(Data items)
* * * *

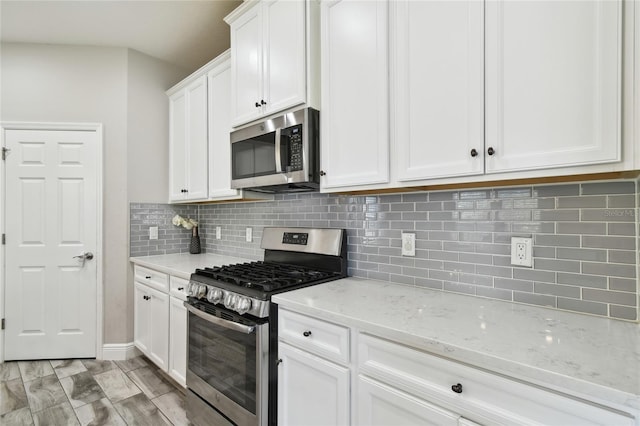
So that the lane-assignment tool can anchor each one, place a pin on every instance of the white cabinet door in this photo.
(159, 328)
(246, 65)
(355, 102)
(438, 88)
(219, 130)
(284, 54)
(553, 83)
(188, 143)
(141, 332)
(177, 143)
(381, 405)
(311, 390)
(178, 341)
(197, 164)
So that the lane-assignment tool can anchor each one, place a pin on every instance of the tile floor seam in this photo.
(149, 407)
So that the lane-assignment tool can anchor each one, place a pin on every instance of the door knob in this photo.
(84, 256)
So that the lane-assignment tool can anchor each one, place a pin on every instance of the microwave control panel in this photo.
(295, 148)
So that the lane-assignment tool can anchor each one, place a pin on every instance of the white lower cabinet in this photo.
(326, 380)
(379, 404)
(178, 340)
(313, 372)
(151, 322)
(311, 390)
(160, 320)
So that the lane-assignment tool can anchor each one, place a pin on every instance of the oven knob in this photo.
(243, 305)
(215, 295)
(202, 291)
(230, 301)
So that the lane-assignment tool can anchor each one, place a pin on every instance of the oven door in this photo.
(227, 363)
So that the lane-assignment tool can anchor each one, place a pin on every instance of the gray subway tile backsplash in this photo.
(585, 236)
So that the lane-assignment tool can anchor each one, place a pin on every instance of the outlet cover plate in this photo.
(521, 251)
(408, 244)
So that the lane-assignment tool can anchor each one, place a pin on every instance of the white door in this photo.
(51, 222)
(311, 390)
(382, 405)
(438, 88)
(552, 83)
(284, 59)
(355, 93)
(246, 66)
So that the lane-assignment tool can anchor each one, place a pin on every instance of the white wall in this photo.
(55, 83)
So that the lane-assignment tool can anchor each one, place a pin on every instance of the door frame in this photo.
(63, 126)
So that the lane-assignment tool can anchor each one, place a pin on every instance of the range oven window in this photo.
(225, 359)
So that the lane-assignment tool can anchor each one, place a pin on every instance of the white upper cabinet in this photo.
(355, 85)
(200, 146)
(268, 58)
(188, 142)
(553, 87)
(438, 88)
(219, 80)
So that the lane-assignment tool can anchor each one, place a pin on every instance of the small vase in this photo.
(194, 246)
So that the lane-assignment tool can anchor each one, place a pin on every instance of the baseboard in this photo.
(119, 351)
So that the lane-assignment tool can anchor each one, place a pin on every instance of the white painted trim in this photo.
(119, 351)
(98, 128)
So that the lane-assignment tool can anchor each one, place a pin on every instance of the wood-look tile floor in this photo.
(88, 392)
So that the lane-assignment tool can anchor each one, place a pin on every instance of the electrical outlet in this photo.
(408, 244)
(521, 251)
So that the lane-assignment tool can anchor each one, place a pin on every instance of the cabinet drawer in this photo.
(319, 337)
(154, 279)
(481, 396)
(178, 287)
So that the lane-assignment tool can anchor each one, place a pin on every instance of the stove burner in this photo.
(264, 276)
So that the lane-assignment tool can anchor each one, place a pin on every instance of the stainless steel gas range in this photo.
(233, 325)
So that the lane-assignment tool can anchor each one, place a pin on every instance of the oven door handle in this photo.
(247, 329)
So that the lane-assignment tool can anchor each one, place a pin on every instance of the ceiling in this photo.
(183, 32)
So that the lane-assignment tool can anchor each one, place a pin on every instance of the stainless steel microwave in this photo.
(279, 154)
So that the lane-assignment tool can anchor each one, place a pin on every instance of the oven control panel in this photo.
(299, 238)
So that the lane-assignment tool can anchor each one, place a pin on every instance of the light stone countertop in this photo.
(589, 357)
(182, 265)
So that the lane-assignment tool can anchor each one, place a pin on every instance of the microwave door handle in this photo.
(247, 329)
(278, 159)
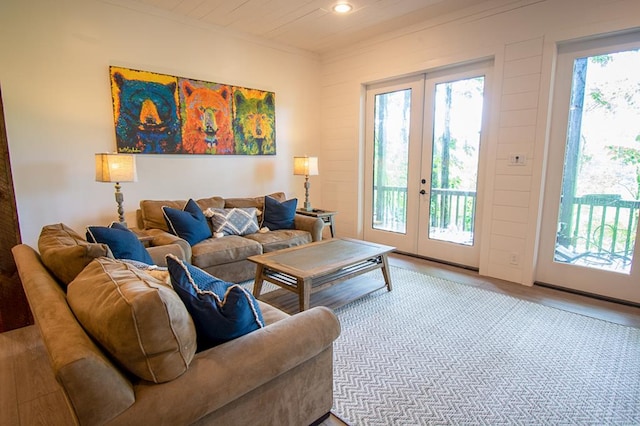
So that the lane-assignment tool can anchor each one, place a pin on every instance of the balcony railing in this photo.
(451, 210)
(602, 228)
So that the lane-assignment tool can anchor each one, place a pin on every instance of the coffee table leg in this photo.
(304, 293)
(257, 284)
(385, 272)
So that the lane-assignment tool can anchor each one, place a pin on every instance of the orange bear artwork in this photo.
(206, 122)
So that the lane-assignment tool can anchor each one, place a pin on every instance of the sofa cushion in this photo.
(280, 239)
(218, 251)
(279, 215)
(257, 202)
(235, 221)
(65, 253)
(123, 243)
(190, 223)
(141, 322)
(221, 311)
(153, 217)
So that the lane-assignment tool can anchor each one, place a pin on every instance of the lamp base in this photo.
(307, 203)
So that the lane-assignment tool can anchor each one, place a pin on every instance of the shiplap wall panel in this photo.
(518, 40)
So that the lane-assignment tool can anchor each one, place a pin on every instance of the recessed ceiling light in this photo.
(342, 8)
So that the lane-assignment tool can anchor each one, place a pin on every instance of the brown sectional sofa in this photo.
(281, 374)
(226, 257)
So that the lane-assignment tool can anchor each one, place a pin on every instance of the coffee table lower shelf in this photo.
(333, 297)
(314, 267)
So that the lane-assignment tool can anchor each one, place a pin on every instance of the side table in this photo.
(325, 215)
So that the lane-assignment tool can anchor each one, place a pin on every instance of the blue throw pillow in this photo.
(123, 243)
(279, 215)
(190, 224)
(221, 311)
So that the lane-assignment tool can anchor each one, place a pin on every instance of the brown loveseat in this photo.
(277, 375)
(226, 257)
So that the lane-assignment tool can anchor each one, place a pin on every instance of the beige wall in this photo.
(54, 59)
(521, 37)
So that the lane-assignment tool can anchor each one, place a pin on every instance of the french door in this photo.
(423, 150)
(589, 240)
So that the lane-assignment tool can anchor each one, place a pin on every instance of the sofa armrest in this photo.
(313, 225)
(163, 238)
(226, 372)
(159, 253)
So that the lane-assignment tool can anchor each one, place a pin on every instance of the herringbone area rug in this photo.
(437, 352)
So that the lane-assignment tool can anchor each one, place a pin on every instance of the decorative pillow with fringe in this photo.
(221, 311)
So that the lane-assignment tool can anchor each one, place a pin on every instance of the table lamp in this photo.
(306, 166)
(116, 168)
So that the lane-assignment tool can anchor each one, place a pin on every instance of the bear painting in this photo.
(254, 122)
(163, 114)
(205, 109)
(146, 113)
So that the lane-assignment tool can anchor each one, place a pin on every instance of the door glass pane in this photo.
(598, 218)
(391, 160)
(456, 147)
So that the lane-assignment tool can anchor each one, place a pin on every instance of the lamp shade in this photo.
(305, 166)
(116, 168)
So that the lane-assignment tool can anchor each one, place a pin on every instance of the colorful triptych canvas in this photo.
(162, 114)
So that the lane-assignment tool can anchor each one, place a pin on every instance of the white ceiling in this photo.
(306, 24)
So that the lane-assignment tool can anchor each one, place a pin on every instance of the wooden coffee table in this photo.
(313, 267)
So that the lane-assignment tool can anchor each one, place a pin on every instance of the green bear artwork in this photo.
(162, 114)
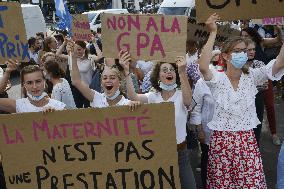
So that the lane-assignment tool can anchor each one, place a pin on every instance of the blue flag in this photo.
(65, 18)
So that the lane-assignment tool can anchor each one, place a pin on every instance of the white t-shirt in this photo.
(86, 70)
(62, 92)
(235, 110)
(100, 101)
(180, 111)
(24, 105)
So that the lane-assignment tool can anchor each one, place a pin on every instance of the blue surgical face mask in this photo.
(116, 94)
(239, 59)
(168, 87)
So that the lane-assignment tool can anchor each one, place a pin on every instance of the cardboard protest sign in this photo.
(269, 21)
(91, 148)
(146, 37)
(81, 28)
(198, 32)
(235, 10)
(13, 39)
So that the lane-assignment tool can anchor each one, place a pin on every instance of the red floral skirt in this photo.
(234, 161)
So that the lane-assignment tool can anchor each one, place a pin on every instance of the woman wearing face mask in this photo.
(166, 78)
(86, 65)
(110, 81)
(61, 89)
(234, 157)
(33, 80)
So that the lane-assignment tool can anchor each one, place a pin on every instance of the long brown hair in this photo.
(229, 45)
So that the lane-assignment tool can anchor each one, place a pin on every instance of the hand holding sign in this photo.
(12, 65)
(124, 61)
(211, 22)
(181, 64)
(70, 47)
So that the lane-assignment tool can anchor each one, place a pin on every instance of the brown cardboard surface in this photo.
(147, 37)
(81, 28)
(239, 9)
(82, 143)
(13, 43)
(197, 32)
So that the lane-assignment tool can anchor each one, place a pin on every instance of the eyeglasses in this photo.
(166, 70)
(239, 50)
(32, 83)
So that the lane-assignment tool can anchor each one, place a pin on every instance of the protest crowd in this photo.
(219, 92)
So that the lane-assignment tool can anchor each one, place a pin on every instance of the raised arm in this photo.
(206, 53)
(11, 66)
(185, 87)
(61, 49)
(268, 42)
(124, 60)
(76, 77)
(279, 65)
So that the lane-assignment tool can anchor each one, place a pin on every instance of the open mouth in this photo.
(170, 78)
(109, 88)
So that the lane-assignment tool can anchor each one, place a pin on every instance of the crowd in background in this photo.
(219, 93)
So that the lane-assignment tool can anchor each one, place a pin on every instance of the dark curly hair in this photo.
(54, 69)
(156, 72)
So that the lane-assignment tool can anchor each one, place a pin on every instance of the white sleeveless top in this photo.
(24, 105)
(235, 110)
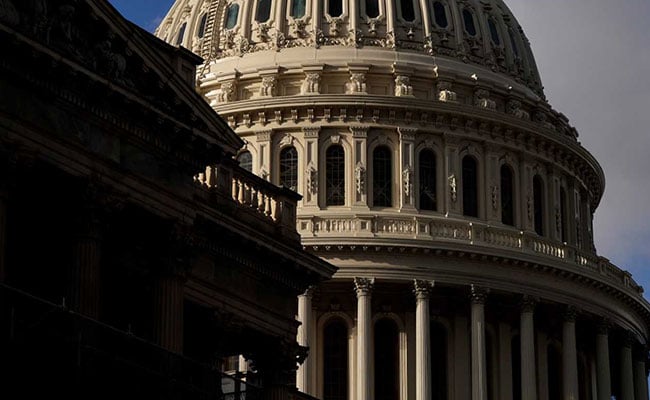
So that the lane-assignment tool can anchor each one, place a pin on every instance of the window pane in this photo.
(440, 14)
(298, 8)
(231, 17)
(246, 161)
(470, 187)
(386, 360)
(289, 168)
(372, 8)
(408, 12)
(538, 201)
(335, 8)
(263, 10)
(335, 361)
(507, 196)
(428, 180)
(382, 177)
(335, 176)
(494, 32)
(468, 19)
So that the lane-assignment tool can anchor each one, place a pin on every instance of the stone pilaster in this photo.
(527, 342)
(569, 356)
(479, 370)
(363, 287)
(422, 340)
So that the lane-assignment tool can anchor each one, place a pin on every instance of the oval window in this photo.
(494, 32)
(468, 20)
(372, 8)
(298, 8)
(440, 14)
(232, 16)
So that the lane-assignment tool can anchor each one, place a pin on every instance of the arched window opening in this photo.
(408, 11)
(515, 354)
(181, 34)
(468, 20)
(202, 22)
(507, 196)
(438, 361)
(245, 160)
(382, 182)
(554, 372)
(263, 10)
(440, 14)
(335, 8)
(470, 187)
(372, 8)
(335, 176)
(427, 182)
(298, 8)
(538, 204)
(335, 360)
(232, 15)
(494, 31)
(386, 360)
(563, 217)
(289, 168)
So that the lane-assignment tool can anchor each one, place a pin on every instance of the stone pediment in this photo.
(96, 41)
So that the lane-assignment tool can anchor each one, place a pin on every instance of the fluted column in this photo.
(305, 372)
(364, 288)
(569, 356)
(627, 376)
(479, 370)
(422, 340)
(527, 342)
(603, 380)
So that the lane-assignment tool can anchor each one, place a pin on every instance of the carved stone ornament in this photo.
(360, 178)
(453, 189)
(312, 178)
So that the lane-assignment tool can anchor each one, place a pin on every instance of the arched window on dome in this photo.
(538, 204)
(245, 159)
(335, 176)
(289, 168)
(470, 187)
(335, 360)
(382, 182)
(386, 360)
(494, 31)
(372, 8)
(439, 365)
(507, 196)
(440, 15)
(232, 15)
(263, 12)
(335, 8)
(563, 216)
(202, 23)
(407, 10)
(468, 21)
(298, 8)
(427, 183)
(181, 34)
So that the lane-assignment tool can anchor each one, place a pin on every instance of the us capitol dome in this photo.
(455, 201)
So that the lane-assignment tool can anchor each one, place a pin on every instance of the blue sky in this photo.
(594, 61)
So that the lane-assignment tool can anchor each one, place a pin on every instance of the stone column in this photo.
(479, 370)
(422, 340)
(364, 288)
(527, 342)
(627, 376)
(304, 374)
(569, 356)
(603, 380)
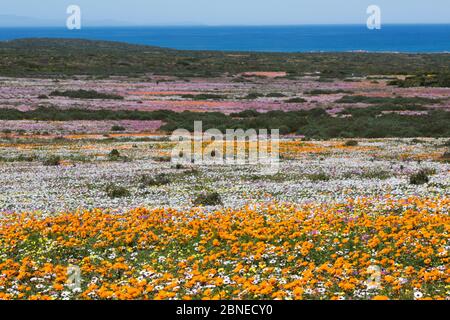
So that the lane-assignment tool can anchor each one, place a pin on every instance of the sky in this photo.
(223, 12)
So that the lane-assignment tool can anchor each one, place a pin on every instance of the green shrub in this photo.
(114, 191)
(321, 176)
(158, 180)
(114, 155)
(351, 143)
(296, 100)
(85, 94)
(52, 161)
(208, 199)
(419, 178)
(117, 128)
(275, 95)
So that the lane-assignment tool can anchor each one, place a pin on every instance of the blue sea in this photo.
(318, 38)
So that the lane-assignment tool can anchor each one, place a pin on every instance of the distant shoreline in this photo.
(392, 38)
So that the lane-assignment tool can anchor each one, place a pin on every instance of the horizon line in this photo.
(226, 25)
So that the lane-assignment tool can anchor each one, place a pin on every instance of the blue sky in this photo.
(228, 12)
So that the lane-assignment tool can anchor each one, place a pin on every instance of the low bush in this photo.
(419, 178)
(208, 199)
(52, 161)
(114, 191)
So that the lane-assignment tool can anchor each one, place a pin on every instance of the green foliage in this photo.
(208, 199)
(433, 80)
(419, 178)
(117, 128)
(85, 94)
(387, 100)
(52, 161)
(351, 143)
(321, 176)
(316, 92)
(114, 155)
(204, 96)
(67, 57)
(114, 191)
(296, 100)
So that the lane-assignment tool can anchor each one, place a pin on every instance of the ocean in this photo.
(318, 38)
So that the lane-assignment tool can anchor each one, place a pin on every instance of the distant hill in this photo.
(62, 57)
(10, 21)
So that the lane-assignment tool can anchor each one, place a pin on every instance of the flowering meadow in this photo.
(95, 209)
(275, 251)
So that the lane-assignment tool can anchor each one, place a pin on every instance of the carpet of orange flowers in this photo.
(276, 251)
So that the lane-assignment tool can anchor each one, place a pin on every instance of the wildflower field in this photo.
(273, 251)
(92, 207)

* * * *

*WHAT THE TASK REQUIRES*: Only the lines from the one containing "sea in this photo." through the end of the material should be reproduced, exactly, with both ends included.

*RESULT FOR THIS TASK*:
So that the lane-assignment tool can anchor each one, place a pin on every instance of the blue sea in this photo.
(318, 38)
So that the lane-assignment tool can anchor each one, place a pin on every instance of the distant shoreline in this photo.
(392, 38)
So that the lane-assignment tool can anchor each one, place a pin on every instance of the horizon line in this photo.
(226, 25)
So that the lane-assignment tool can anchor each one, place a pin on every instance of the blue sky in this photo.
(228, 12)
So that the lane-assignment tool can anchor each one, place a pin on every instance of the low bush in this photo.
(419, 178)
(208, 199)
(52, 161)
(114, 191)
So that the lane-assignment tool can anchor each one, place a pin on every instance of the green foliage in this photo.
(208, 199)
(433, 80)
(419, 178)
(117, 128)
(85, 94)
(387, 100)
(52, 161)
(351, 143)
(321, 176)
(316, 92)
(114, 155)
(204, 96)
(67, 57)
(114, 191)
(296, 100)
So that the lane-assignment tool can anchor each one, place a pin on every instance of the ocean in this photo.
(318, 38)
So that the lane-assignment tool can anchor each one, place a pin on every instance of the distant hill in this photo.
(62, 57)
(10, 21)
So that the lane-assignment tool can anchor each one, place a pin on every instance of the flowering meadow in this photo.
(95, 209)
(275, 251)
So that the lane-assignment tool can anchor each one, place a pin on every instance of the carpet of orange flowers in this photo.
(276, 251)
So that the lane-assignment tool can anchor each one, place a pin on every instance of the wildflower field in this photo.
(273, 251)
(92, 207)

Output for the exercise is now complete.